▸ Tasks and exercises
A - Answer these questions about the article on Syrian sovereignty and Arab liberation:
(i) What post did John Bolton hold when he made his April 10, 2003 statement?
(ii) On what date was Security Council Resolution 1636 adopted?
(iii) Before World War I, what did the Ottoman province of Syria encompass?
B - Can you write the next part of the article on Syrian sovereignty and Arab liberation, picking up after its final sentence?

-- Excerpt provided follows --

Syrian sovereignty, U.S. hegemony and Arab liberation







Over 500,000 people demonstrate in Damascus against U.S. intervention in Syria, March 2005.

Photo: EPA/Yousef Badawi

“Iran, Syria and North Korea should heed the lesson of Iraq,” John Bolton told the world on April 10, 2003. It was the day after the fall of Baghdad and imperial triumphalism was running hot in Washington. Bolton was Undersecretary of State for Arms Control at the time.

Now elevated to the position of U.S. ambassador to the United Nations, Bolton is spearheading a campaign to bring down the Syrian government by using the assassination of neighboring Lebanon’s ex-leader as a pretext. The goal is to terminate the country’s independence and return it to the status of neo-colony, as part of the U.S. drive to establish complete domination of the Middle East.

The unfolding campaign picked up steam on Oct. 31, 2005, with the passage of a new and menacing United Nations Security Council resolution. Resolution 1636, written by the United States and France, was unanimously adopted. It demands Syria’s “unconditional cooperation” in the investigation of the assassination of former Lebanese Prime Minister Rafiq Hariri. Hariri was killed in a massive explosion in the Lebanese capital, Beirut, on Feb. 14, 2005.

The overt threat of sanctions was taken out of the resolution to gain the votes of Russia and China, which have veto power as permanent members of the Security Council. But the resolution was approved under Chapter VII of the UN Charter, which allows enforcement by military action. If former U.S. government actions are any indication—like the recent wars against both Yugoslavia and Iraq—once a Security Council resolution has been adopted under Chapter VII, Washington sees itself as free to launch unilateral military action against the country in question.

Of course, the Security Council has yet to open an investigation into the illegal imperialist U.S. war against Syria’s neighbor, Iraq, where the bombs fall daily and the casualties are in the tens of thousands. By its actions and inactions, the Security Council demonstrates its role as an instrument of U.S. foreign policy in ways that no words can deny.

The anti-Syria campaign went into high gear long before Oct. 31 or Feb. 14, 2005. It began with the surprise passage of Security Council Resolution 1559 in September 2004. That resolution, also introduced not coincidentally by the United States and France, had two major demands: Syria must withdraw its troops from Lebanon and “armed militias” must disarm. By “armed militias,” the imperialist powers meant Lebanese resistance forces and Palestinian organizations defending refugee camps. 

For nearly three decades, Syrian troops had been in Lebanon—at first to the acclaim of the same powers now demanding their departure. For just as long or longer, Lebanese and Palestinians have maintained armed forces to defend themselves against Israel and fascist Lebanese paramilitaries.







Photo: Keith Pavlik

Why the sudden and urgent demand for Syria, whose very existence has been long intertwined with Lebanon’s, to leave Lebanon and for the popular militias to be disarmed? 

Imperialist division of the Middle East

For centuries prior to World War I, Syria was a province of the Ottoman Empire, which at one time ruled most of the Middle East. But Syria then was a much larger entity. It encompassed Lebanon, Palestine, much of Jordan, as well as the present-day Syrian state.

World War I was the struggle of empires to re-divide the world. The British government promised the Arab leaders independence if they would raise armies and fight with the British against the Ottomans, who were allied with Germany. This conflict was romanticized by the film “Lawrence of Arabia,” recounting the exploits of T.E. Lawrence, British military liaison to the Arab forces.

-- Excerpt provided concluded --
-- Supplied entries follows --

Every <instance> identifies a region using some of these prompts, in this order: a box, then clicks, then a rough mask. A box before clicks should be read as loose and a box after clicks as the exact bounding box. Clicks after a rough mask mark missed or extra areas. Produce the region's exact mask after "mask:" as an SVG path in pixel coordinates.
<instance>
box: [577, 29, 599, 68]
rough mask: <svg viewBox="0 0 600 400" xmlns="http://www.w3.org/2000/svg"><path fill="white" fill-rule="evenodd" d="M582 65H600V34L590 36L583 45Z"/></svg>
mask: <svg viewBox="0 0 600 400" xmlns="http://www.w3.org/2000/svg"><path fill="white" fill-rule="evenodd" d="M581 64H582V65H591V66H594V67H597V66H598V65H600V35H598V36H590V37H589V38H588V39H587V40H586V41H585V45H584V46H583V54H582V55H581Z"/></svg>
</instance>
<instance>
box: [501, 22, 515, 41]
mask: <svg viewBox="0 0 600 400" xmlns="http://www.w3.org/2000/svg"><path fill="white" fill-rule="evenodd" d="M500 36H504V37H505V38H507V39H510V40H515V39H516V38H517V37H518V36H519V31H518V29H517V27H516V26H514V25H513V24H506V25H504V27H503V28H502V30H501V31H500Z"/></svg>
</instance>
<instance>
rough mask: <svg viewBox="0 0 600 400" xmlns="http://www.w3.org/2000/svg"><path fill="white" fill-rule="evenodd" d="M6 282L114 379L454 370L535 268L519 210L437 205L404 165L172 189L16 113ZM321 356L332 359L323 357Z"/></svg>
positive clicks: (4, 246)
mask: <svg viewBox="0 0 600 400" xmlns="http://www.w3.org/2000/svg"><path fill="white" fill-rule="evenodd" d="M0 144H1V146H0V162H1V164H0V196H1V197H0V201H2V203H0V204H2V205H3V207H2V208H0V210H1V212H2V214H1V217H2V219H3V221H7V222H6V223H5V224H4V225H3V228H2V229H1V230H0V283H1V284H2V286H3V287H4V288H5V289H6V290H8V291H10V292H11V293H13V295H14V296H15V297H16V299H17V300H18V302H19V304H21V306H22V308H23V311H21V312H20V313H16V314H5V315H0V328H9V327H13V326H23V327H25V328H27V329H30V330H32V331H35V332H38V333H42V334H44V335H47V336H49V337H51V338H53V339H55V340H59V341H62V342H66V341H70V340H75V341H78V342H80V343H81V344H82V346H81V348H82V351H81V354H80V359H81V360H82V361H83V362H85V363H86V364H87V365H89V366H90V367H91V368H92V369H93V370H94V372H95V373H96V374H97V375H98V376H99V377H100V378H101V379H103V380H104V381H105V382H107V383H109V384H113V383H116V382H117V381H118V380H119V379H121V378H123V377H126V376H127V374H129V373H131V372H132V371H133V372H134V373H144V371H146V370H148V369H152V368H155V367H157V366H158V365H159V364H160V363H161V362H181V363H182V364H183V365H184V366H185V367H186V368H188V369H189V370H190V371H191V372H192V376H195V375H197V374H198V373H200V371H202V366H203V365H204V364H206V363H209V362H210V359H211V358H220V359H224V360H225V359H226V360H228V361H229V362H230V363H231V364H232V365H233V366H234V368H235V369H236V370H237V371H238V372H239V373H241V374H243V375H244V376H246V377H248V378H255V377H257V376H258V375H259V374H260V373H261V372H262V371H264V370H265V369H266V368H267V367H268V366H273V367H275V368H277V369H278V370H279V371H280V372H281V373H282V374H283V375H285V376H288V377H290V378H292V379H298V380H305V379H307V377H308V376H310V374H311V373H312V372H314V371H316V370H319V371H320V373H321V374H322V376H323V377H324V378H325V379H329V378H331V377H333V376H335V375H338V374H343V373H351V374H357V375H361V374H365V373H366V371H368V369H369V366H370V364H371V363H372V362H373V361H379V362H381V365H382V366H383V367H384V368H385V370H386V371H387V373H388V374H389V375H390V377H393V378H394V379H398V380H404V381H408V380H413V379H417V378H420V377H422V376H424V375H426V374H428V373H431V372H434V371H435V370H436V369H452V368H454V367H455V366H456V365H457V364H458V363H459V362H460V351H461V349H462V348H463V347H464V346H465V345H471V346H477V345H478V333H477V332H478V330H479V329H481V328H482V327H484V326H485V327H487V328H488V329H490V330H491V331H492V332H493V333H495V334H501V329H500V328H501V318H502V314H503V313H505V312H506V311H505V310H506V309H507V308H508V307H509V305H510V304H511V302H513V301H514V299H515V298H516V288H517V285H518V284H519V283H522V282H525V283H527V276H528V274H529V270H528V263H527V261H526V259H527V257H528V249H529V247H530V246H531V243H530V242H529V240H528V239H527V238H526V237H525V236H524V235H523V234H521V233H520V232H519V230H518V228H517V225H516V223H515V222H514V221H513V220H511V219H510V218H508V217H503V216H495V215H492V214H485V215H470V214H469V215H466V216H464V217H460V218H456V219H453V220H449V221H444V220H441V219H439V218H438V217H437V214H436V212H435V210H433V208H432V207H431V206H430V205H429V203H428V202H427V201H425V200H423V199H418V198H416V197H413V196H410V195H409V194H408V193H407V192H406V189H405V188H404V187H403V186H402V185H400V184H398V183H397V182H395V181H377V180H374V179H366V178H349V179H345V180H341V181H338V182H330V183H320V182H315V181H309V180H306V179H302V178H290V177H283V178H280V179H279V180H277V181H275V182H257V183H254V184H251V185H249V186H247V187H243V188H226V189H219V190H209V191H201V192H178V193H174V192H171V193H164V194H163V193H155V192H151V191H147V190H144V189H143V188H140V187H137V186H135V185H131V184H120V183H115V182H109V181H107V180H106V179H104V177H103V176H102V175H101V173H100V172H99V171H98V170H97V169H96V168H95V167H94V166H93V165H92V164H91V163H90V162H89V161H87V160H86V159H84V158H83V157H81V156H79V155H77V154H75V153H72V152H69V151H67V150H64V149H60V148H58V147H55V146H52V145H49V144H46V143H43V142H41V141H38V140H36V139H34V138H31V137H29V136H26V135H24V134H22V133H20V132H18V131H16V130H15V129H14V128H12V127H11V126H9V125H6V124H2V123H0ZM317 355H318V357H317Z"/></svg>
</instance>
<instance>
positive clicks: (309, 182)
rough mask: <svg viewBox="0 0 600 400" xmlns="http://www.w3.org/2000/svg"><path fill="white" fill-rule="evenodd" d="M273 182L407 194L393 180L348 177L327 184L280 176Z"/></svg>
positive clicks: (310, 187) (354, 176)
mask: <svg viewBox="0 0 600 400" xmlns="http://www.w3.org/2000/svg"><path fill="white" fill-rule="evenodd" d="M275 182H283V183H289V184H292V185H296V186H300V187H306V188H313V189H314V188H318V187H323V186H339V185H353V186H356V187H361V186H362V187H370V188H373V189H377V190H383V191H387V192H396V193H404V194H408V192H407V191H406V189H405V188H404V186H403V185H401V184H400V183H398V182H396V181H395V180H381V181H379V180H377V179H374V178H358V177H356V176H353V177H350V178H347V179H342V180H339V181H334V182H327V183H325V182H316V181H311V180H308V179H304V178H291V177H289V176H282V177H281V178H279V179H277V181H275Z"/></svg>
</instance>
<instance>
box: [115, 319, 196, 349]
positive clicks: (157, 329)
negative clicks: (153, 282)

-- Supplied entries concluded --

▸ Set of answers
A -
(i) Undersecretary of State for Arms Control
(ii) Oct. 31, 2005
(iii) Lebanon, Palestine, much of Jordan, and the present-day Syrian state

B -
Even while promises were being made, the British and their allied empires—France, Russia and Italy—were dividing the region between them. The British acquired Palestine, Jordan and Iraq. The French expanded their imperial holdings to include Lebanon and Syria. Russia’s interests were negated by the 1917 Russian Revolution. When the Bolsheviks came to power, they not only renounced all expansionist ambitions, but also published the secret Sykes-Picot Treaty for the world to see.

For the short period of 1918-20, there was a Greater Syria, whose capital was Damascus. Through repression and maneuvering, the British and French armies wiped Greater Syria off the map. They took control of their League of Nations-endorsed “Mandates,” a polite new term for colonies.

The great Arab Revolt of 1920 was eventually crushed. Syria was dismembered. One part, Palestine, was designated for Zionist settlers. Lebanon developed into the western banking center and entertainment capital of the region. Puppet monarchs were placed on the thrones of Transjordan, Iraq and Syria. The petroleum resources of the entire region were reserved exclusively for the benefit of the U.S., British, French and Dutch oil monopolies.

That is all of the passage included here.